Given exercise
Rewrite the whole listing below with "return boxes like" changed to "give boxes in the form" everywhere and everything else left as it is. Don't include the pictures.

Provided material
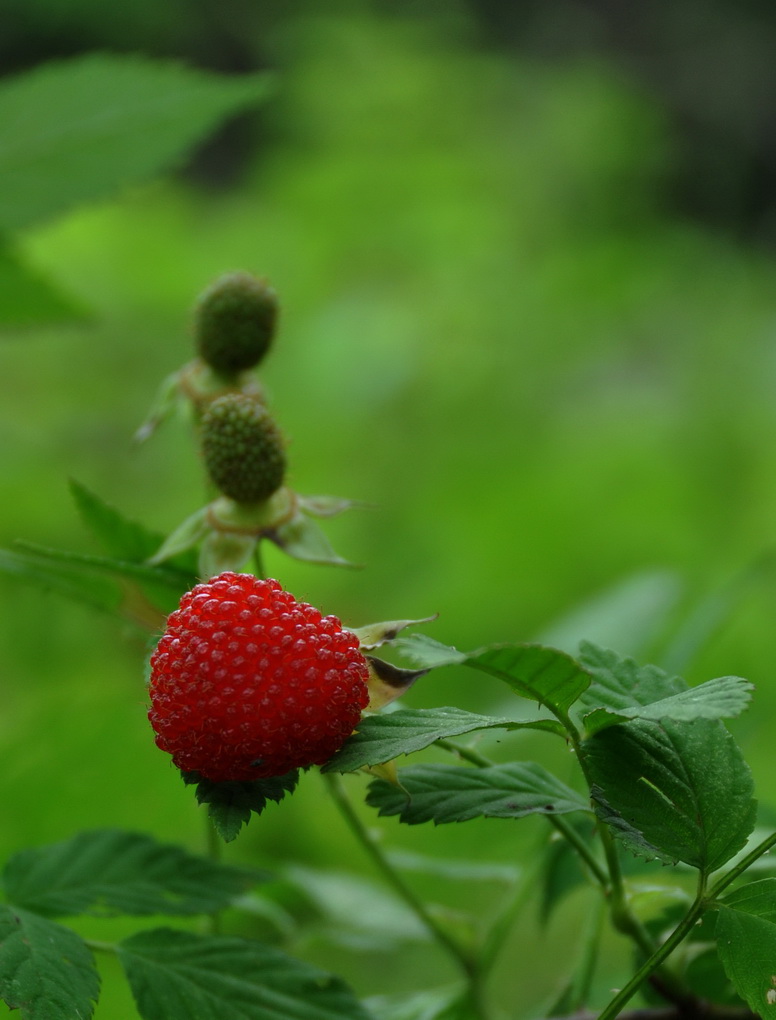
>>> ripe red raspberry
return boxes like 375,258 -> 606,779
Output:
148,571 -> 369,782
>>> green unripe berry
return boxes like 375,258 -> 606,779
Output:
202,394 -> 286,503
194,272 -> 277,378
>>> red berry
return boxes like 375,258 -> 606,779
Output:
148,571 -> 369,782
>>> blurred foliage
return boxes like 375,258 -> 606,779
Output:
0,0 -> 776,1020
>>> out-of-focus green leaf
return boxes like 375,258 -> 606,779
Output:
180,769 -> 299,843
3,829 -> 259,917
0,549 -> 122,613
715,905 -> 776,1017
366,985 -> 471,1020
0,53 -> 268,230
0,240 -> 89,329
537,570 -> 681,656
286,865 -> 429,953
583,719 -> 756,874
118,928 -> 369,1020
397,634 -> 591,714
70,478 -> 171,563
0,905 -> 100,1020
366,762 -> 590,825
321,708 -> 564,772
0,542 -> 194,630
722,878 -> 776,924
584,676 -> 754,734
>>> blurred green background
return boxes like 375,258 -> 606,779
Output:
0,0 -> 776,1020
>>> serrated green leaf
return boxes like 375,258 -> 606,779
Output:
321,708 -> 564,772
180,769 -> 299,843
0,53 -> 267,230
579,642 -> 677,712
118,928 -> 369,1020
584,676 -> 754,734
715,906 -> 776,1017
465,645 -> 590,714
0,905 -> 100,1020
3,829 -> 259,917
396,634 -> 466,669
583,719 -> 756,874
721,878 -> 776,924
69,478 -> 169,563
0,240 -> 90,329
366,762 -> 590,825
397,634 -> 591,716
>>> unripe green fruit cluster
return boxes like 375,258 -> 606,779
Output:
202,394 -> 286,503
194,272 -> 277,378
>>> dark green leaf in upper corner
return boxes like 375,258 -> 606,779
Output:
715,904 -> 776,1017
3,829 -> 260,917
366,762 -> 590,825
118,928 -> 370,1020
0,53 -> 268,231
321,708 -> 565,772
583,719 -> 756,874
0,240 -> 90,329
0,905 -> 100,1020
180,769 -> 299,843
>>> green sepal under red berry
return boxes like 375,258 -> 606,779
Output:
365,656 -> 429,712
202,394 -> 286,504
194,272 -> 278,378
180,769 -> 299,843
348,613 -> 439,651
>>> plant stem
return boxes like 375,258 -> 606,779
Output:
204,814 -> 223,935
598,874 -> 708,1020
253,540 -> 266,577
709,832 -> 776,900
84,938 -> 118,956
322,772 -> 484,1003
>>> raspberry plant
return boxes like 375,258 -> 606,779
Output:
0,49 -> 776,1020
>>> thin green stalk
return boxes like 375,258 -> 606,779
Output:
547,815 -> 609,891
709,832 -> 776,900
598,875 -> 708,1020
84,938 -> 118,956
322,772 -> 478,984
204,814 -> 223,935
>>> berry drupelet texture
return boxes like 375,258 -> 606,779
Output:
149,572 -> 369,782
194,272 -> 277,378
202,394 -> 286,503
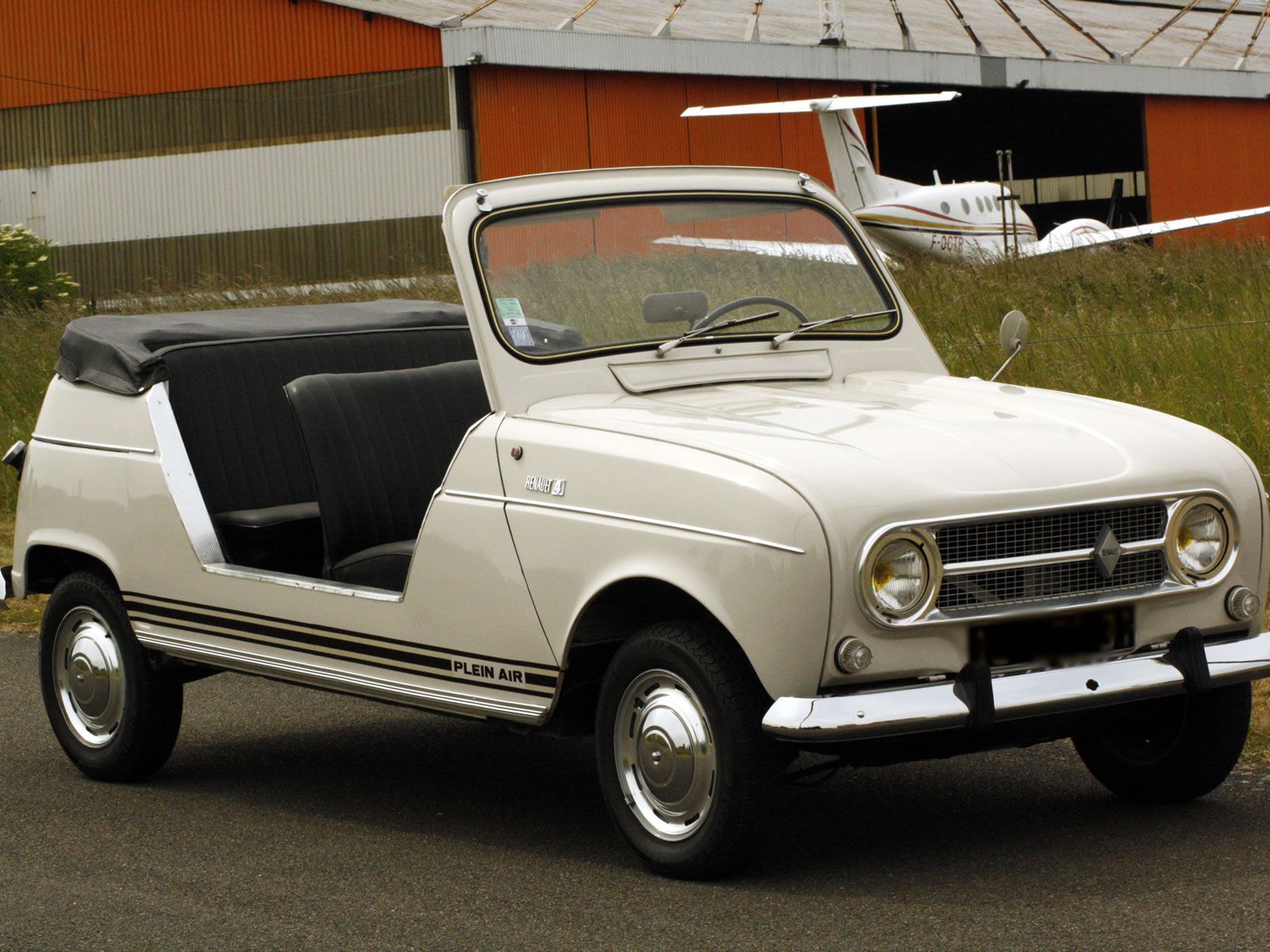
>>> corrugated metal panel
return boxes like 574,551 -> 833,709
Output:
471,67 -> 860,180
0,0 -> 441,108
53,217 -> 449,297
471,68 -> 591,179
441,27 -> 1270,99
1145,97 -> 1270,241
0,129 -> 465,245
587,72 -> 691,169
333,0 -> 1270,75
0,67 -> 449,169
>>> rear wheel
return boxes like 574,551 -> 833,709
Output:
40,573 -> 183,781
1072,684 -> 1253,804
595,622 -> 783,878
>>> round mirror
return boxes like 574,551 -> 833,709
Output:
1001,311 -> 1027,354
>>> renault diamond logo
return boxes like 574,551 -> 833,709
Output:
1094,525 -> 1124,579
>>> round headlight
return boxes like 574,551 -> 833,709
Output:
1173,503 -> 1230,578
866,537 -> 931,618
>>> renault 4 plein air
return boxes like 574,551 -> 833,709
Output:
2,167 -> 1270,877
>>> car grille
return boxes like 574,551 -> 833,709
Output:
935,500 -> 1168,614
935,548 -> 1168,612
935,500 -> 1168,565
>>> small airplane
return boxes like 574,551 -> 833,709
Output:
658,91 -> 1270,262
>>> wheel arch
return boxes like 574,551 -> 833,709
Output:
552,575 -> 762,734
23,542 -> 119,595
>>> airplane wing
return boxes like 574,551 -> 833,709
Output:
679,91 -> 961,119
652,235 -> 857,264
1018,205 -> 1270,258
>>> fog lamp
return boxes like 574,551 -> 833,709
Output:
833,639 -> 872,674
1226,585 -> 1261,622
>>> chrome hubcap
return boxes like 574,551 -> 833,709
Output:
614,670 -> 716,840
53,607 -> 123,747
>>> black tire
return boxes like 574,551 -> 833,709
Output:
40,571 -> 183,781
1072,684 -> 1253,804
595,620 -> 783,880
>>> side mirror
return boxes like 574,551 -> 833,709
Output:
644,290 -> 710,324
988,311 -> 1027,383
1001,311 -> 1027,357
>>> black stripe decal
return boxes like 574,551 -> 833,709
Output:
122,592 -> 560,671
129,614 -> 555,698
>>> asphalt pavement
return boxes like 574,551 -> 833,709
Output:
0,635 -> 1270,952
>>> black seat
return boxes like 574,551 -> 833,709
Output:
286,360 -> 489,592
164,321 -> 475,575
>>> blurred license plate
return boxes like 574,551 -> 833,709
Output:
970,608 -> 1133,668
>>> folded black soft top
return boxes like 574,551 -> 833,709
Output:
57,301 -> 468,393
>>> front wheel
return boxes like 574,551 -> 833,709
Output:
1072,684 -> 1253,804
595,622 -> 783,878
40,571 -> 183,781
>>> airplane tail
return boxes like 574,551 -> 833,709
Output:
682,93 -> 961,211
819,109 -> 883,212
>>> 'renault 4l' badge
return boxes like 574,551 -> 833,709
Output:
525,476 -> 564,497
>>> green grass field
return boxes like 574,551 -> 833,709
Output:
0,244 -> 1270,760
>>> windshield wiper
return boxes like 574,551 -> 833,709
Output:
656,311 -> 777,357
772,307 -> 895,351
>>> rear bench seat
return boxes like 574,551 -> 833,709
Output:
286,360 -> 489,592
164,325 -> 475,576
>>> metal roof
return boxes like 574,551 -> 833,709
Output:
328,0 -> 1270,98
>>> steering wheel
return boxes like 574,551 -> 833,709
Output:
691,294 -> 808,330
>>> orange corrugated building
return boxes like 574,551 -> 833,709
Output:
0,0 -> 1270,294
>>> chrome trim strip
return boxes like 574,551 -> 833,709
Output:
136,631 -> 551,725
944,538 -> 1164,576
203,561 -> 404,601
764,632 -> 1270,744
446,489 -> 806,555
30,433 -> 156,455
146,382 -> 225,567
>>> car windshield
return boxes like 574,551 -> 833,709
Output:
474,197 -> 899,359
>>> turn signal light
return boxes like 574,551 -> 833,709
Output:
1226,585 -> 1261,622
833,639 -> 872,674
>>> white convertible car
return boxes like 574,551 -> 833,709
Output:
7,169 -> 1270,877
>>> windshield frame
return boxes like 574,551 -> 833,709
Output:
468,190 -> 904,364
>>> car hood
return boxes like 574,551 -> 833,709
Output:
531,370 -> 1247,516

Output for this exercise
>>> ripe red raspberry
give boxes in the form 375,258 -> 606,779
Output:
148,571 -> 369,782
>>> green unripe berry
give boxes in the form 375,258 -> 606,779
Output:
202,394 -> 286,503
194,272 -> 277,378
>>> red berry
give boxes in the form 375,258 -> 606,779
Output:
148,571 -> 369,782
>>> blurred foliage
give boxes in the form 375,258 -> 606,779
Output:
0,0 -> 776,1020
>>> out-of-focus green leaf
give boxes in the form 375,258 -> 606,779
Output:
180,769 -> 299,843
3,829 -> 259,917
0,549 -> 122,613
715,905 -> 776,1017
366,985 -> 471,1020
0,53 -> 268,230
0,240 -> 89,329
537,570 -> 681,656
286,865 -> 429,953
583,719 -> 756,874
118,928 -> 369,1020
397,634 -> 591,714
70,478 -> 171,563
0,905 -> 100,1020
366,762 -> 590,825
321,708 -> 564,772
0,542 -> 194,630
722,878 -> 776,924
584,676 -> 754,734
>>> blurred green background
give boxes in the form 375,258 -> 606,779
Output:
0,0 -> 776,1020
>>> serrated green leaf
give boxes in the form 375,258 -> 606,779
Output:
321,708 -> 564,772
180,769 -> 299,843
0,53 -> 267,230
579,642 -> 677,712
118,928 -> 369,1020
584,676 -> 754,734
715,906 -> 776,1017
465,645 -> 590,714
0,905 -> 100,1020
3,829 -> 259,917
396,634 -> 466,669
583,719 -> 756,874
721,878 -> 776,924
69,478 -> 169,563
0,240 -> 90,329
366,762 -> 590,825
397,634 -> 591,716
>>> unripe green fruit cluster
give boxes in the form 375,258 -> 606,779
Output:
202,394 -> 286,503
194,272 -> 277,378
>>> dark green leaf in upper corner
give boxes in the form 375,258 -> 606,779
Output:
715,904 -> 776,1017
3,829 -> 260,917
366,762 -> 590,825
118,928 -> 370,1020
0,53 -> 268,231
321,708 -> 565,772
583,719 -> 756,874
0,240 -> 90,329
0,905 -> 100,1020
180,769 -> 299,843
>>> green sepal under red berry
give boxes in the form 375,258 -> 606,779
Output:
365,656 -> 429,712
202,394 -> 286,504
194,272 -> 278,378
180,769 -> 299,843
348,613 -> 439,651
>>> plant stem
give boxes in the form 375,258 -> 606,779
Output:
204,814 -> 223,935
598,874 -> 708,1020
253,540 -> 266,577
709,832 -> 776,900
84,938 -> 118,956
322,772 -> 484,1003
>>> raspberry plant
give boxes in the form 375,258 -> 606,779
Output:
0,49 -> 776,1020
>>> thin green stalk
give boxes in the form 375,258 -> 606,779
Output:
547,815 -> 609,891
709,832 -> 776,900
598,875 -> 708,1020
84,938 -> 118,956
322,772 -> 478,984
204,814 -> 223,935
>>> berry drupelet texture
give boxes in the form 375,258 -> 606,779
Output:
149,572 -> 369,782
194,272 -> 277,378
202,394 -> 286,503
>>> corrugated metal panel
give boxes in the form 574,551 -> 833,709
Output:
471,67 -> 860,180
0,0 -> 441,108
53,217 -> 449,297
471,68 -> 591,179
441,27 -> 1270,99
1145,97 -> 1270,241
0,129 -> 465,245
587,72 -> 691,169
333,0 -> 1270,75
0,67 -> 449,169
>>> rear wheel
give boxes in the form 574,551 -> 833,709
Output:
40,573 -> 183,781
1072,684 -> 1253,804
595,622 -> 783,878
>>> round mirror
give boxes in the form 574,551 -> 833,709
Output:
1001,311 -> 1027,354
>>> renault diamond logo
give boxes in the form 574,551 -> 833,709
Output:
1094,525 -> 1124,579
>>> round headlight
give boxes in the form 574,551 -> 833,709
Output:
1173,503 -> 1230,578
866,537 -> 931,618
>>> renault 4 plein air
give boxes in the form 574,551 -> 833,709
Output:
2,167 -> 1270,877
>>> car grille
give boxes in the form 574,551 -> 833,709
Output:
935,500 -> 1168,614
935,548 -> 1168,612
935,500 -> 1168,565
>>> small airplane
give boxes in the form 574,551 -> 833,709
Output:
658,91 -> 1270,262
>>> wheel arch
give boxes in the form 574,551 -> 833,709
Output:
552,575 -> 762,734
23,542 -> 119,595
>>> airplane wing
give boxes in the form 574,551 -> 833,709
Output:
679,91 -> 961,119
652,235 -> 857,264
1018,205 -> 1270,258
>>> fog lamp
give boxes in the form 574,551 -> 833,709
Output:
833,639 -> 872,674
1226,585 -> 1261,622
>>> chrome hubcap
give boxes in the form 574,551 -> 833,709
Output:
614,670 -> 716,840
53,607 -> 123,747
>>> black tire
give boxes in the form 574,551 -> 833,709
Output:
40,571 -> 183,781
1072,684 -> 1253,804
595,620 -> 783,880
>>> side mirror
give boxes in the form 574,551 -> 833,709
Output:
644,290 -> 710,324
988,311 -> 1027,383
1001,311 -> 1027,357
>>> black stripe decal
give boxes in the form 574,551 -> 833,709
Output:
122,592 -> 560,671
129,614 -> 555,698
>>> asphalt pavement
give boxes in the form 574,551 -> 833,709
Output:
0,635 -> 1270,952
>>> black seat
give boxes in the form 574,551 -> 833,709
Output:
286,360 -> 489,592
164,321 -> 475,575
>>> blurred license plate
give boxes in the form 574,551 -> 833,709
Output:
970,608 -> 1133,668
>>> folded black soft top
give boxes in the form 574,551 -> 833,709
Output:
57,301 -> 468,393
>>> front wheel
give boxes in the form 574,551 -> 833,709
Output:
1072,684 -> 1253,804
595,622 -> 783,878
40,571 -> 183,781
>>> airplane tail
give boxes in the form 574,551 -> 833,709
Output:
682,93 -> 961,211
819,109 -> 883,212
>>> 'renault 4l' badge
give boxes in the form 574,551 -> 833,709
Output:
525,476 -> 564,497
>>> green grass field
give boxes in the form 574,551 -> 833,709
Output:
0,244 -> 1270,760
>>> windshield wiper
give boxes in the form 574,551 -> 833,709
Output:
656,311 -> 777,357
772,307 -> 895,351
>>> rear bench seat
give boxes in the form 574,551 -> 833,709
Output:
286,360 -> 489,592
164,325 -> 475,576
>>> metal roof
give boxes in the form 574,551 -> 833,709
Output:
328,0 -> 1270,98
>>> steering wheel
give boxes in the form 574,551 -> 833,709
Output:
691,294 -> 808,330
>>> orange corrugated building
give boxes in the form 574,551 -> 833,709
Output:
0,0 -> 1270,294
>>> chrome trim strip
give boxes in the form 574,551 -> 833,709
Output:
136,631 -> 551,725
944,538 -> 1164,576
203,561 -> 404,601
764,632 -> 1270,744
446,489 -> 806,555
30,433 -> 156,455
146,382 -> 225,567
>>> car windshield
give boxes in the form 574,551 -> 833,709
Output:
474,197 -> 899,359
>>> turn signal light
give boxes in the form 574,551 -> 833,709
Output:
1226,585 -> 1261,622
833,639 -> 872,674
>>> white convertible car
give boxes in the form 574,551 -> 833,709
Output:
7,169 -> 1270,877
>>> windshield frame
give boxes in the form 574,551 -> 833,709
Output:
468,190 -> 904,364
>>> car hood
give boxes in the form 574,551 -> 833,709
Output:
531,370 -> 1247,516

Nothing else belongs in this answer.